The activities of research and technology organisations (RTOs) are of increasing importance to the European innovation system. Their overall annual impact has recently been estimated to be in the range of €25 to 40 billion, whereas their 10-year or mid- to long-term social returns are in the order of €100 billion (Technopolis Group 2010). Micro and macro data indicates that specialisation in high-technology sectors is one of the key factors offsetting the effect of the economic downturn on corporate innovation investments across Europe (Filippetti and Archibugi 2011). Despite the pivotal role that RTOs play in the innovation system, they have been under mounting pressure. As the financial crisis unwinds, RTOs are being increasingly confronted with institutional reconfigurations, increased competition, and demands for greater social responsibility. Moreover, RTOs face various other challenges linked to their legitimacy, roles, and financial status. These challenges arise from the key roles that knowledge and innovation have in solving large socio-economic challenges, changes in the role and nature of research communities, pressures on public funding and resulting requirements for higher efficiency and effectiveness in research, as well as the challenges of internationalisation for national research communities (PREST 2003, SPTC 2008, EC 2008, OECD 2011).

**TO BE DONE**
#1 Answer these questions from the passage on research and technology organisations, one line each:
(a) What range is given for the overall annual impact of RTOs?
(b) According to micro and macro data, what is one of the key factors offsetting the effect of the economic downturn on corporate innovation investments across Europe?
(c) What three things are RTOs increasingly confronted with as the financial crisis unwinds?
#2 Write a few more sentences that carry on the passage on research and technology organisations from its final sentence.

**EXTRACTED DATA**

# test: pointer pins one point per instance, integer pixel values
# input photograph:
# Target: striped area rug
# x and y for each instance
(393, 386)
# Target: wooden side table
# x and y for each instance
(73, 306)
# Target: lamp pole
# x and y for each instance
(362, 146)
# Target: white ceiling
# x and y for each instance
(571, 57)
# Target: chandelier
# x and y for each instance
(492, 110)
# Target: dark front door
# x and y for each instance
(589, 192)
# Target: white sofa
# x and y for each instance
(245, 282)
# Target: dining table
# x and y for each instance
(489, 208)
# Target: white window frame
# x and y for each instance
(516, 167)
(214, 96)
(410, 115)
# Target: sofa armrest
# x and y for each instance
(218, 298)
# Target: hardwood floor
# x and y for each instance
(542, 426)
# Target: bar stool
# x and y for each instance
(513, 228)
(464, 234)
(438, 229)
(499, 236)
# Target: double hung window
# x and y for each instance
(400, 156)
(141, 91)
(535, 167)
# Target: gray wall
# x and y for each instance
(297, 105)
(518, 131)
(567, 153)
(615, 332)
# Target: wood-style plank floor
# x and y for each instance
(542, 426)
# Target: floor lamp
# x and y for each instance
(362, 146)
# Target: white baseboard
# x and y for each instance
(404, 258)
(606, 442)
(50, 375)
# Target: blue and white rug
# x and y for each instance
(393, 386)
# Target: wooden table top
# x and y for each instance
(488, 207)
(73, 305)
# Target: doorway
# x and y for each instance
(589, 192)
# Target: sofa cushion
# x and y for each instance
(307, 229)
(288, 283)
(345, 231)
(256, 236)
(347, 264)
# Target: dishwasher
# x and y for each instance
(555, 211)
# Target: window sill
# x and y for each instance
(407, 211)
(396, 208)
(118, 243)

**THE RESPONSES**
#1
(a) €25 to 40 billion
(b) Specialisation in high-technology sectors
(c) Institutional reconfigurations, increased competition, and demands for greater social responsibility

#2
This report will focus on how VTT – Technical Research Centre of Finland (VTT) addresses this dilemma. The current challenge for VTT relates to three related trends. A major issue affecting the operational environment of VTT is the reform of public research institutes. A proposal on this was published by government in 2012 and has been under debate since then. Specific recommendations for VTT were recently released in a report commissioned by the Ministry of Employment and the Economy (Saarnivaara 2013). A second trend concerns the need for increasing cooperation as a means of addressing growing international competition. The latest results from VTT’s customer survey indeed show that it is mainly foreign RTOs that are seen as VTT’s competitors, rather than Finnish universities. A third trend concerns the fact that the use to which tax-payers’ money is put to today has to be increasingly justified.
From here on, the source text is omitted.